An east–west restaurant in Tokyo with a mysterious name. A version of this article is published by the Financial Times.
The choice of where to eat on our last night in Tokyo, at the end of a week in which we had eaten extremely well, presented me with a particular dilemma.
The night before we had enjoyed an exceptional meal at the wine-minded Nogizaka-Shin restaurant, where the chef, Shinji Ishida, had excited us all with a series of extremely precise dishes based on his interpretation of seasonal Japanese ingredients. But I was looking for a restaurant that could prepare our digestive systems for a return to a more western style of food and one that would also offer a menu that we could choose from.
I am still not quite sure what led me to book at The Blind Donkey, a restaurant close to Kanda station in an area that, with its small streets full of restaurants and bars, reminded me of Soho. But it does possess an unforgettable name that derives from a fifteenth-century Zen Buddhist monk Ikkyu. And in Jérôme Waag it has a committed and talented chef as its co-owner.
Waag, 59, was born in Paris and grew up in Provence and the Côte d’ Azur before spending the next 30 years of his life in California, where he started cooking under Alice Waters at Chez Panisse in Berkeley, with the last four years as head chef. Here he was to learn about the importance of ingredients and the relevance to any self-respecting restaurant of establishing as close ties as possible with small, independent, often organic, producers.
Introduced to Japanese culture via film and Zen Buddhism, Waag first came to Tokyo in 2011 as part of OPENrestaurant, a collective he had started to talk about food, culture and politics. He returned to Japan every year before finally settling in Tokyo in late 2015 at a time when San Francisco was losing its bohemian culture, which Waag loved, and was becoming too expensive and risky a city in which to try and open a restaurant. By contrast, many chefs in Japan at that time were unaware of Waters’ approach to cooking in restaurants. In late 2018 Waag opened The Blind Donkey.
The restaurant has a glass frontage so you can easily see the lively scene in this decidedly informal restaurant from the pavement. Inside, the open kitchen faces you immediately with Waag and his fellow chef and business partner in their holding company Rich Soil & Co, Shinichiro Harakawa, at the stoves. In between is a counter, with a gap in, at which customers sit, eat and drink, watch and talk to the chefs.
The counter not only provides the chefs with their ingredients, but also reveals what they have made. Right in front of Waag was a vase containing a large display of mitsuba, Japanese wild chervil, which he picked to decorate plates and nibbled on occasionally.
The counter also held an excellent rhubarb galette that, with an equally impressive crème caramel (made from rich Tagayasu farm eggs), constituted their dessert menu.

__Data extracts__.
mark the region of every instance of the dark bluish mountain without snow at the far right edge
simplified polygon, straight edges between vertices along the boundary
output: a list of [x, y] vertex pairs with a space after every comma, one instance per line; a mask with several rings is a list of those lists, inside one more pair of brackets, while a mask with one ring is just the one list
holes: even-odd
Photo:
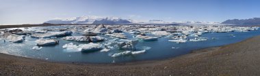
[[259, 25], [260, 18], [249, 18], [249, 19], [233, 19], [233, 20], [226, 20], [222, 22], [222, 24], [235, 24], [235, 25]]

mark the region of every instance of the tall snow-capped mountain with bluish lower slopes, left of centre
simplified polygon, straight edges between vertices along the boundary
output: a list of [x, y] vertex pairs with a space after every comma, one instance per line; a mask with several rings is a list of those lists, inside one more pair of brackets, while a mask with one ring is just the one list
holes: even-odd
[[118, 17], [99, 17], [99, 16], [81, 16], [74, 18], [64, 18], [49, 20], [44, 23], [51, 24], [129, 24], [131, 20]]

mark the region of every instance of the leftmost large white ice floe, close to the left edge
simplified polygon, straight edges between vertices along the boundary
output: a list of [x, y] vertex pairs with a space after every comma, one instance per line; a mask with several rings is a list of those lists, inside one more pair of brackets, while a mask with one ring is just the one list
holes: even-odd
[[5, 39], [7, 39], [8, 41], [11, 41], [13, 43], [21, 43], [25, 39], [25, 36], [10, 34]]

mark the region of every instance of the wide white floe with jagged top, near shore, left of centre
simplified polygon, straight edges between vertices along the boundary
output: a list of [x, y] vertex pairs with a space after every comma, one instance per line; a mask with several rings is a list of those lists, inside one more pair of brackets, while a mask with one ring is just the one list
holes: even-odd
[[68, 43], [62, 46], [66, 50], [72, 50], [73, 52], [92, 52], [102, 50], [103, 48], [99, 43], [88, 43], [88, 44], [79, 44], [74, 45], [73, 43]]

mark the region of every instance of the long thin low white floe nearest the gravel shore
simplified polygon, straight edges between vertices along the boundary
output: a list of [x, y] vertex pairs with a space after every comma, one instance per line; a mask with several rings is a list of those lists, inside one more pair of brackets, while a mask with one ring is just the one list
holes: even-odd
[[142, 54], [144, 52], [146, 52], [146, 50], [134, 51], [134, 52], [125, 51], [125, 52], [119, 52], [119, 53], [113, 54], [112, 57], [118, 57], [118, 56], [130, 55], [130, 54]]

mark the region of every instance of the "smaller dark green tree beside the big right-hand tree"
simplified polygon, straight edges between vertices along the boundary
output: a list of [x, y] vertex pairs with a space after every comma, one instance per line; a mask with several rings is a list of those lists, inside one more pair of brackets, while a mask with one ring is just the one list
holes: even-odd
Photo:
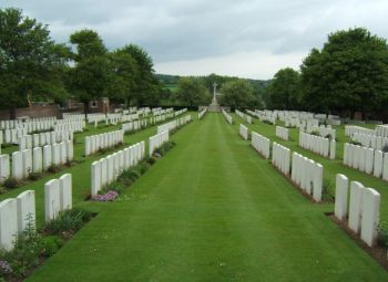
[[268, 106], [276, 109], [300, 109], [299, 76], [299, 73], [290, 67], [278, 71], [267, 87]]

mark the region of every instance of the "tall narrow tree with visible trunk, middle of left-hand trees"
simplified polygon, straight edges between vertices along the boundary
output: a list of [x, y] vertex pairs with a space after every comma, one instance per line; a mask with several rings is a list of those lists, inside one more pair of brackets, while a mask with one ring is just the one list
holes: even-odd
[[69, 86], [72, 93], [84, 104], [89, 113], [89, 102], [108, 94], [109, 60], [106, 49], [95, 31], [81, 30], [70, 35], [75, 45], [75, 62], [70, 72]]

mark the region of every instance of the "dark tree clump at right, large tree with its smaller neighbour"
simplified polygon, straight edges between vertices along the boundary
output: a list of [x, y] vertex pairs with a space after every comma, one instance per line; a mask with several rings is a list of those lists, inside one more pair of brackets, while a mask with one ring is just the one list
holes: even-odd
[[328, 35], [300, 70], [283, 69], [264, 92], [267, 108], [319, 113], [387, 113], [388, 45], [363, 28]]

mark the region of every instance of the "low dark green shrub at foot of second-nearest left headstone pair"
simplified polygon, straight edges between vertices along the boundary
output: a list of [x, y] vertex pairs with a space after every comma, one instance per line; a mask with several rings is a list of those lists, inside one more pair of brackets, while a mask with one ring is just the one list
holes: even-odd
[[62, 238], [68, 238], [80, 230], [90, 217], [90, 212], [80, 208], [65, 210], [61, 212], [58, 218], [48, 222], [44, 230], [49, 234], [58, 234]]

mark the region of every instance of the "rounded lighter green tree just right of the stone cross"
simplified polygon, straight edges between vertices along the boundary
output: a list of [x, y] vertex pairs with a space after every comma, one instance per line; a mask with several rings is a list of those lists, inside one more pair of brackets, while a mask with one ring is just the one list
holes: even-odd
[[252, 107], [256, 104], [256, 97], [249, 82], [246, 80], [233, 80], [221, 87], [221, 104], [234, 108]]

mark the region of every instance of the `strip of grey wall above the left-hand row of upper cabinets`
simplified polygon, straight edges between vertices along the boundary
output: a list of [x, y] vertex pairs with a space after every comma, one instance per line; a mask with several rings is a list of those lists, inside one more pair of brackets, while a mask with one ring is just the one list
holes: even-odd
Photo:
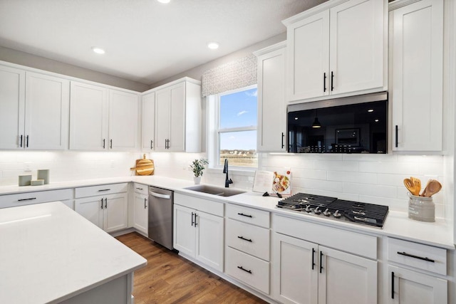
[[60, 61], [53, 61], [51, 59], [32, 55], [30, 53], [16, 51], [11, 48], [4, 48], [3, 46], [0, 46], [0, 61], [25, 65], [31, 68], [39, 68], [53, 73], [91, 80], [96, 83], [104, 83], [106, 85], [113, 85], [118, 88], [125, 88], [138, 92], [144, 92], [149, 88], [149, 85], [145, 85], [144, 83], [137, 83], [132, 80], [96, 72], [95, 70], [88, 70], [86, 68], [80, 68], [75, 65], [62, 63]]

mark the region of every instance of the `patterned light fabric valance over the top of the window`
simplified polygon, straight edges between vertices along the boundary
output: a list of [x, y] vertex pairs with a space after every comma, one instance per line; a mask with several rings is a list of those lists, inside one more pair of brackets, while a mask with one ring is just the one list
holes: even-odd
[[202, 96], [257, 84], [257, 57], [253, 54], [219, 65], [202, 74]]

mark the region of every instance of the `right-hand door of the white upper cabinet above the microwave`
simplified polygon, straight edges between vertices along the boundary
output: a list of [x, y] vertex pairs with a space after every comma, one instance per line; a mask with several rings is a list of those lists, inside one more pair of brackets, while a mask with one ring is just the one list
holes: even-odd
[[383, 87], [383, 0], [350, 0], [330, 9], [331, 94]]

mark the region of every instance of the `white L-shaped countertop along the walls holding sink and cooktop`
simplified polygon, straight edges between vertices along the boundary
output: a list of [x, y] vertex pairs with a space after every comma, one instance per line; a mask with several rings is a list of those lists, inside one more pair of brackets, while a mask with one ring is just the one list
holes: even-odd
[[[328, 226], [336, 226], [343, 229], [349, 229], [353, 231], [367, 232], [370, 234], [378, 234], [383, 236], [395, 237], [398, 239], [405, 239], [408, 241], [416, 241], [420, 243], [426, 243], [428, 245], [442, 247], [454, 250], [455, 244], [452, 236], [452, 227], [442, 219], [437, 219], [435, 223], [425, 223], [422, 221], [415, 221], [408, 219], [406, 212], [389, 211], [386, 217], [383, 229], [377, 229], [371, 226], [363, 226], [359, 224], [351, 224], [344, 221], [333, 221], [331, 219], [325, 219], [321, 216], [308, 216], [294, 211], [286, 211], [277, 209], [276, 204], [279, 198], [276, 196], [261, 196], [261, 193], [246, 192], [244, 194], [238, 194], [235, 196], [223, 197], [214, 196], [212, 194], [204, 194], [200, 192], [193, 192], [191, 190], [184, 189], [185, 187], [194, 186], [192, 181], [183, 179], [172, 179], [169, 177], [160, 177], [156, 175], [151, 176], [132, 176], [132, 177], [116, 177], [108, 179], [88, 179], [83, 181], [75, 182], [61, 182], [52, 183], [44, 186], [26, 186], [26, 187], [0, 187], [0, 194], [11, 194], [18, 192], [32, 192], [32, 191], [43, 191], [50, 189], [63, 189], [71, 187], [86, 187], [93, 186], [96, 184], [113, 184], [120, 182], [138, 182], [140, 184], [146, 184], [155, 187], [162, 187], [170, 189], [175, 192], [182, 194], [189, 194], [193, 196], [200, 196], [206, 199], [212, 199], [217, 201], [223, 201], [229, 204], [239, 204], [243, 206], [250, 206], [257, 209], [274, 212], [275, 214], [281, 214], [296, 219], [303, 219], [306, 221], [313, 221], [318, 224], [326, 224]], [[217, 187], [223, 187], [223, 185], [216, 185]], [[19, 190], [18, 190], [19, 189]]]

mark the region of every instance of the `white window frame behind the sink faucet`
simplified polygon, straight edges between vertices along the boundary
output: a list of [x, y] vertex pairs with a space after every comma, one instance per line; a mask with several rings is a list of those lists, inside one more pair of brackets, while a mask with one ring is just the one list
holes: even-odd
[[[258, 89], [258, 85], [248, 85], [247, 87], [228, 90], [226, 92], [207, 96], [207, 157], [209, 159], [209, 169], [223, 169], [223, 164], [219, 164], [220, 159], [220, 134], [226, 132], [257, 131], [257, 125], [248, 127], [226, 127], [220, 128], [220, 99], [224, 95], [230, 95], [246, 90]], [[257, 117], [258, 117], [258, 98], [257, 98]], [[258, 118], [257, 118], [258, 119]], [[255, 139], [255, 151], [258, 158], [258, 141]], [[230, 171], [254, 172], [257, 167], [230, 166]]]

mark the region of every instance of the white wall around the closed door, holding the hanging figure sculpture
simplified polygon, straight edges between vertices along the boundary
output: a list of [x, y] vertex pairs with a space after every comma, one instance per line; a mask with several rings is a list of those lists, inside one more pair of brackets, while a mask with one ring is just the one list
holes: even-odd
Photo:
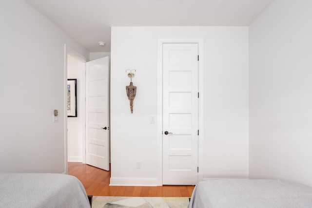
[[[202, 39], [204, 178], [248, 177], [248, 27], [113, 27], [111, 45], [111, 184], [157, 178], [157, 41]], [[126, 69], [136, 69], [133, 114]], [[142, 169], [136, 169], [142, 161]]]

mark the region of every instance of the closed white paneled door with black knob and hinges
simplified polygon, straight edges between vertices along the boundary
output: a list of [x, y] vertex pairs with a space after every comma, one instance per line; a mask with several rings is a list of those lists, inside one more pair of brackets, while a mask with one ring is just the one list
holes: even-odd
[[198, 43], [163, 43], [163, 184], [195, 185]]

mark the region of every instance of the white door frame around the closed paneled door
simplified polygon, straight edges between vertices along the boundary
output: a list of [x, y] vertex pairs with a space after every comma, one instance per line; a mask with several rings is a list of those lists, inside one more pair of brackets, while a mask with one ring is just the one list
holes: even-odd
[[197, 175], [197, 182], [203, 180], [203, 161], [204, 161], [204, 67], [203, 67], [203, 57], [204, 57], [204, 50], [203, 50], [203, 39], [158, 39], [157, 41], [157, 158], [158, 158], [158, 173], [157, 173], [157, 186], [162, 186], [162, 46], [164, 43], [198, 43], [198, 92], [199, 92], [199, 99], [198, 99], [198, 175]]

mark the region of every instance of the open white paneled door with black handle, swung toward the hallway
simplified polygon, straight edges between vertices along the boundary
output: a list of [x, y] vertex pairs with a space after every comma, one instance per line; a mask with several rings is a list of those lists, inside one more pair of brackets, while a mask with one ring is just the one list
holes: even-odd
[[86, 64], [86, 163], [109, 170], [109, 59]]

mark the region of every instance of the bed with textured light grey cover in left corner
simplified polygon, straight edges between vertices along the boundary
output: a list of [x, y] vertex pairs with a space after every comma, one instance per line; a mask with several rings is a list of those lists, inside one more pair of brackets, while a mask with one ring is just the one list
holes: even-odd
[[0, 208], [90, 208], [90, 203], [75, 176], [0, 173]]

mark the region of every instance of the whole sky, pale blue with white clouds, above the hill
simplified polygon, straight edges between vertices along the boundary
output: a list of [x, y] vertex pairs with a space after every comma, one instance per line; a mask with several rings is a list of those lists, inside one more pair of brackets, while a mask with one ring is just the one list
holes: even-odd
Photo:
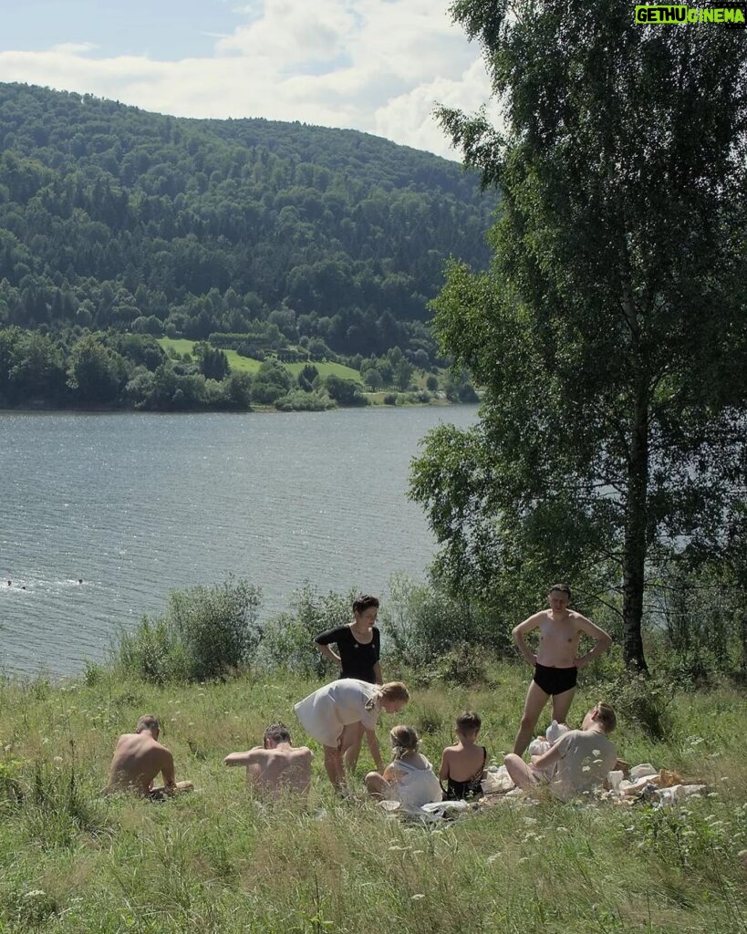
[[[176, 117], [301, 120], [458, 159], [436, 104], [490, 103], [449, 0], [0, 0], [0, 81]], [[5, 10], [2, 7], [6, 7]]]

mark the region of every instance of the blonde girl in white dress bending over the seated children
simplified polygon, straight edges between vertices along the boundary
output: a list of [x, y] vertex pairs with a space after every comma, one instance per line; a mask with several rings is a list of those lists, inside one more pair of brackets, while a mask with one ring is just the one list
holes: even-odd
[[319, 687], [294, 707], [303, 729], [324, 747], [324, 768], [334, 788], [342, 787], [345, 778], [340, 741], [343, 730], [359, 723], [366, 734], [376, 768], [382, 771], [384, 760], [376, 740], [379, 714], [396, 714], [410, 700], [402, 681], [371, 685], [357, 678], [341, 678]]

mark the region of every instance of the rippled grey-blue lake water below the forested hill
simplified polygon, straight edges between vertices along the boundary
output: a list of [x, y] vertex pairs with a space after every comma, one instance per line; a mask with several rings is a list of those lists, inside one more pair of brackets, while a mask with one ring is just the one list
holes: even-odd
[[405, 496], [418, 441], [476, 411], [0, 414], [0, 668], [78, 672], [170, 589], [228, 573], [264, 617], [306, 580], [386, 595], [433, 556]]

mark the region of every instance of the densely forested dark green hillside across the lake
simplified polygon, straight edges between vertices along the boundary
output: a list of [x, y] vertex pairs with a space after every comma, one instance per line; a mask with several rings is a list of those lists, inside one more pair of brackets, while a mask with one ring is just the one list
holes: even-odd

__Activities__.
1 > According to the restaurant article, why did Jérôme Waag finally settle in Tokyo in late 2015? Answer in one to three sentences.
2 > Transcribe the part of the restaurant article starting at "I am still not" and ending at "as its co-owner.".
The records come from a separate source and have no connection to the restaurant article.

__Problem solutions__.
1 > San Francisco was losing the bohemian culture Waag loved. It was also becoming too expensive and too risky a city in which to try to open a restaurant.

2 >
I am still not quite sure what led me to book at The Blind Donkey, a restaurant close to Kanda station in an area that, with its small streets full of restaurants and bars, reminded me of Soho. But it does possess an unforgettable name that derives from a fifteenth-century Zen Buddhist monk Ikkyu. And in Jérôme Waag it has a committed and talented chef as its co-owner.